▶ _Input_:
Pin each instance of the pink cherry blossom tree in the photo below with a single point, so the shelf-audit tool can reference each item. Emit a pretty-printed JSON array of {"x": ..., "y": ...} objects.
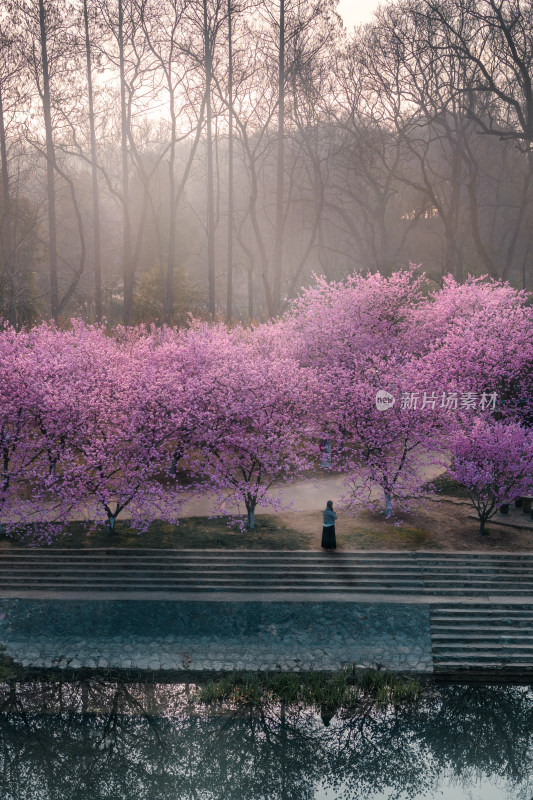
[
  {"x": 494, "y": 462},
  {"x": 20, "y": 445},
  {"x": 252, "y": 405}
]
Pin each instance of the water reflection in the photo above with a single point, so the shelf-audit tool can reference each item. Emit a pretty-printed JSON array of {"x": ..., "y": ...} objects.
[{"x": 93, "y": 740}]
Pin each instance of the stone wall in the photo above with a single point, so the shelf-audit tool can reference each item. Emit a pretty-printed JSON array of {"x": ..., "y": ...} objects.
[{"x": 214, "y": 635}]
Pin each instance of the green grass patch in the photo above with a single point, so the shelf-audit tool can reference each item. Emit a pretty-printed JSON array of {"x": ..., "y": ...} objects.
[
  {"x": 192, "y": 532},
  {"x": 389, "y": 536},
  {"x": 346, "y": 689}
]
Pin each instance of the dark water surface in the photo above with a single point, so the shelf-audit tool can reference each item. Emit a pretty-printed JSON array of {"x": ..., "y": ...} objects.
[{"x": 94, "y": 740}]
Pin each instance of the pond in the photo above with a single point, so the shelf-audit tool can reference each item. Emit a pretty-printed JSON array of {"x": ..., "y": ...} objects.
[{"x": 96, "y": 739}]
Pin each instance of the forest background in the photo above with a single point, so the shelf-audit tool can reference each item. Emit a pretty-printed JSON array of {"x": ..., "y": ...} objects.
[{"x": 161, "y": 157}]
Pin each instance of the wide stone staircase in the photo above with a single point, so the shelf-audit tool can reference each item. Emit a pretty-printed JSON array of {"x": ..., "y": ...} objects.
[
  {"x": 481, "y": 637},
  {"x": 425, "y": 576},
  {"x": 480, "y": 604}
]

--

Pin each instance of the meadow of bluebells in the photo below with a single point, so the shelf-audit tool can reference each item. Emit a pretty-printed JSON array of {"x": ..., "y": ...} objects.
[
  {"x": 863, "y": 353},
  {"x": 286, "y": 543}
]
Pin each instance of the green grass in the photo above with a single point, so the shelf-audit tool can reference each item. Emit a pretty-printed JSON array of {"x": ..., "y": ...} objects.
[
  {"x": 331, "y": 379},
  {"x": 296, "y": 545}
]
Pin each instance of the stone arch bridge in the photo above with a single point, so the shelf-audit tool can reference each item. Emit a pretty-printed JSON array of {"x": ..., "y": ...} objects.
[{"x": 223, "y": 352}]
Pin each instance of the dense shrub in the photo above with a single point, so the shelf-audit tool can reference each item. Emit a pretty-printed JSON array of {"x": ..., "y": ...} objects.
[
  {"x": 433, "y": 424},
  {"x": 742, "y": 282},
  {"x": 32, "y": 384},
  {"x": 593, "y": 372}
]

--

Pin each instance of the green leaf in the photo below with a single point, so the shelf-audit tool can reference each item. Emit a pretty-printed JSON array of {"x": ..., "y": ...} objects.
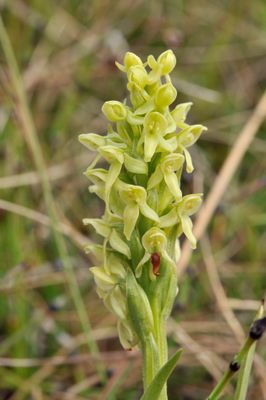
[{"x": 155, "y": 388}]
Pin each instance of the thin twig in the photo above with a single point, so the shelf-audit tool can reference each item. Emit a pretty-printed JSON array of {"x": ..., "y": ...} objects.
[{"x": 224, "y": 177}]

▶ _Task requirements_: Show each line above that contains the word "stone".

▶ _Complete response_:
Pin each instance of the stone wall in the photo above with a single point, so the shelf-audit tool can reference each item. Emit a pretty-printed JSON array of {"x": ..., "y": ...} objects.
Pin each instance of the wide stone staircase in the photo above with a single point, so the shelf-audit tool can reference each item. Emit a pretty-printed JSON array of {"x": ..., "y": ...} objects.
Pin each instance of the stone arch bridge in the photo above with a single point, so the shelf-audit tool can reference each item. Emit a pretty-printed JSON array of {"x": ..., "y": ...} objects.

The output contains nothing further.